Records supplied:
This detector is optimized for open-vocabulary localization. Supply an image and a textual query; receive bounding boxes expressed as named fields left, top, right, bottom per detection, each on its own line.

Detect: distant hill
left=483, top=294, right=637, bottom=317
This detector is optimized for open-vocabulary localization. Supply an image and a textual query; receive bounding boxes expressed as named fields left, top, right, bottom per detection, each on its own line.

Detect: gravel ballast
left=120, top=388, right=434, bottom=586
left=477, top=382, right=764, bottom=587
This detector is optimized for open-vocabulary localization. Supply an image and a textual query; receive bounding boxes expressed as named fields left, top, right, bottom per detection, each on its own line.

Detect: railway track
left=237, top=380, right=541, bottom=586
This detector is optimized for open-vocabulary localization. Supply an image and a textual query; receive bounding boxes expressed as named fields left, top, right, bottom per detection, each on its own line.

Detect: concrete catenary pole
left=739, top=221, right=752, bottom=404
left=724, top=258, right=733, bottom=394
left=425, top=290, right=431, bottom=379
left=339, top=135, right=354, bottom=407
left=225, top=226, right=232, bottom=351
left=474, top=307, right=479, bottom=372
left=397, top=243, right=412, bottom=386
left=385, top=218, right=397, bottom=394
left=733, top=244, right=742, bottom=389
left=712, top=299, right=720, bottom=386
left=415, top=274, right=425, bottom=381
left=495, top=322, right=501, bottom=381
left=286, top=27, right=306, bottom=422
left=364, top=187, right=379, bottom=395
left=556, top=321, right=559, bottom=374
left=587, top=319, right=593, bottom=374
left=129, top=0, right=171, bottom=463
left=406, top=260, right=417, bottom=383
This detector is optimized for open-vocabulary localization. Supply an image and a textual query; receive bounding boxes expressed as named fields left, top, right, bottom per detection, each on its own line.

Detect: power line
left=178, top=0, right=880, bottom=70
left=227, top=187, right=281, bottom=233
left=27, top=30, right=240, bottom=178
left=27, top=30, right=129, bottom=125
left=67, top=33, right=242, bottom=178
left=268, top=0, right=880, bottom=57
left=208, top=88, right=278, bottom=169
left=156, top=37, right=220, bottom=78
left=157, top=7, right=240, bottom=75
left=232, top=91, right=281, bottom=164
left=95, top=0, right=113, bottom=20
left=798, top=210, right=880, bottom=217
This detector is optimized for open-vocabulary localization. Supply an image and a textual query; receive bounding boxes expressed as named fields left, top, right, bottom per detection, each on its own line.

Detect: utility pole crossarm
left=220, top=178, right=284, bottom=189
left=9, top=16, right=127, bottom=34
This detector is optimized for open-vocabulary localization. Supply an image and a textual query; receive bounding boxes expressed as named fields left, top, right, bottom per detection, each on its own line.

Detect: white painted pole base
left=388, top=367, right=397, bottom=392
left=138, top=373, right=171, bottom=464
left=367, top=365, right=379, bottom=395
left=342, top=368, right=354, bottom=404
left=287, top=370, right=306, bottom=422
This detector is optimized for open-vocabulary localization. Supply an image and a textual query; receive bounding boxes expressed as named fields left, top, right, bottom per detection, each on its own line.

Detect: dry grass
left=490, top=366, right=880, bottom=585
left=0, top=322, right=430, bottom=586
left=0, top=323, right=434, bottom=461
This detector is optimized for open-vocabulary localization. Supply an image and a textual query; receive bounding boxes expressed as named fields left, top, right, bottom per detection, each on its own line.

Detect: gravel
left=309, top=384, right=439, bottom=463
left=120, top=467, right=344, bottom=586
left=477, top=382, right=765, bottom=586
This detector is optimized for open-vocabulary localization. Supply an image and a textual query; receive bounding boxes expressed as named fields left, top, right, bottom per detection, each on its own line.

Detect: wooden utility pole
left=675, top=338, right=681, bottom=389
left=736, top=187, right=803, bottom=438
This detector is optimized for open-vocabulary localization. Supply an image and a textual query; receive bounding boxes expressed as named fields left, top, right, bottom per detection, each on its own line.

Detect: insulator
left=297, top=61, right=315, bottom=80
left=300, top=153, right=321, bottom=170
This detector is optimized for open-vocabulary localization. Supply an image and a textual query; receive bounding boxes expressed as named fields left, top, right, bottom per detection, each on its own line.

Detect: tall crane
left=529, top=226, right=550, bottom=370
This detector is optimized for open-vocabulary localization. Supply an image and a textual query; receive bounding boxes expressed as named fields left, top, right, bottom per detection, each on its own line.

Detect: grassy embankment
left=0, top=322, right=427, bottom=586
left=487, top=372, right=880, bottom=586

Task to carry out: All entries shown above should be printed again exactly.

The response:
This detector is optimized for open-vocabulary localization. Supply an image and a textual query; receive bounding boxes expressed as named fields left, top, right, bottom per detection, each on its own line.

Detect: distant hill
left=483, top=294, right=637, bottom=317
This detector is optimized for open-vocabulary localization. Supply an image and a textual query; receive bounding boxes expressed as named fields left, top, right, bottom per detection, each on its own line.

Detect: gravel ballast
left=120, top=388, right=434, bottom=586
left=477, top=382, right=764, bottom=587
This detector is optimized for open-vocabulary localization. Supply an image and a textual query; receive bounding boxes expressed as named fields left, top, right, bottom per detection, each on its own line.

Detect: railway track
left=237, top=380, right=541, bottom=586
This detector is optimized for open-vocabulary localization. Supply an image and a textual query; receive bounding boxes expressed as named fields left, top, right, bottom per detection, each on its own line.

Detect: concrete catenary pole
left=739, top=221, right=752, bottom=404
left=724, top=258, right=733, bottom=394
left=425, top=290, right=431, bottom=379
left=339, top=135, right=354, bottom=407
left=225, top=226, right=232, bottom=351
left=474, top=307, right=479, bottom=372
left=397, top=243, right=412, bottom=386
left=385, top=218, right=397, bottom=394
left=733, top=244, right=742, bottom=389
left=712, top=299, right=720, bottom=386
left=415, top=274, right=425, bottom=381
left=495, top=322, right=501, bottom=381
left=286, top=27, right=306, bottom=422
left=364, top=187, right=379, bottom=395
left=556, top=321, right=559, bottom=374
left=587, top=319, right=593, bottom=374
left=129, top=0, right=171, bottom=463
left=406, top=260, right=417, bottom=383
This detector is optimized for open-vocabulary localization. Supply an image and a textual query; receive bounding boxes expressed as named fields left, top, right, bottom per detection, each on its own line.

Detect: power line
left=178, top=0, right=880, bottom=70
left=227, top=187, right=281, bottom=233
left=27, top=30, right=240, bottom=178
left=27, top=30, right=129, bottom=125
left=67, top=33, right=242, bottom=178
left=268, top=0, right=880, bottom=57
left=208, top=88, right=278, bottom=169
left=156, top=37, right=220, bottom=78
left=157, top=7, right=240, bottom=75
left=232, top=91, right=281, bottom=164
left=95, top=0, right=113, bottom=20
left=798, top=210, right=880, bottom=217
This detector is optimized for open-vocabulary localization. Supply an image and a textual query; receive bounding boxes expressed as named fields left, top, right, bottom per detection, each on its own line.

Detect: utility pole crossarm
left=220, top=178, right=284, bottom=189
left=9, top=16, right=127, bottom=34
This detector is optimized for open-vocabulary localization. Supply an image and a textual query; receive bounding boxes expressed as named fields left, top, right, bottom per detection, each on its own line.

Detect: white painted pole base
left=388, top=367, right=397, bottom=392
left=138, top=373, right=171, bottom=464
left=367, top=365, right=379, bottom=395
left=342, top=368, right=354, bottom=404
left=287, top=370, right=306, bottom=422
This detector is optimized for open-vocabulary localization. Supply an image and a textual query; receive bounding boxes expressed as named fields left, top, right, bottom per detection, each on its own line.

Detect: dry grass
left=490, top=366, right=880, bottom=585
left=0, top=322, right=430, bottom=586
left=0, top=323, right=434, bottom=461
This detector is optimized for open-vocabulary localization. Supply an image and a textual query; receive bounding boxes expressed as named fields left, top, right, bottom per detection, each on its own line.

Detect: gravel
left=309, top=384, right=439, bottom=463
left=120, top=467, right=344, bottom=586
left=477, top=382, right=765, bottom=586
This detector is optimized for open-vocabulary localization. Supply an image and a textual query; receive bounding boxes expressed as named fields left, top, right, bottom per detection, each on its own line.

Detect: wooden utility pole
left=675, top=338, right=681, bottom=389
left=736, top=187, right=803, bottom=438
This detector is optimized for open-vocabulary localization. Supply an image and a textual query; receive bounding boxes expressed as named fields left, top, right, bottom per detection, each on its own line.

Detect: insulator
left=297, top=61, right=315, bottom=80
left=300, top=153, right=321, bottom=170
This detector is optimized for open-vocabulary localization. Supply an image and a textual query; receive bounding boxes expressed as named fields left, top, right, bottom per detection, each on its own line.

Detect: tall crane
left=529, top=226, right=550, bottom=370
This detector is optimized for open-vocabulary localization. Supply an image and a textual query; receive bounding boxes expressed as named fields left, top, right, bottom per detection, each on its own line.

Detect: grassy embankment
left=0, top=322, right=427, bottom=586
left=487, top=372, right=880, bottom=586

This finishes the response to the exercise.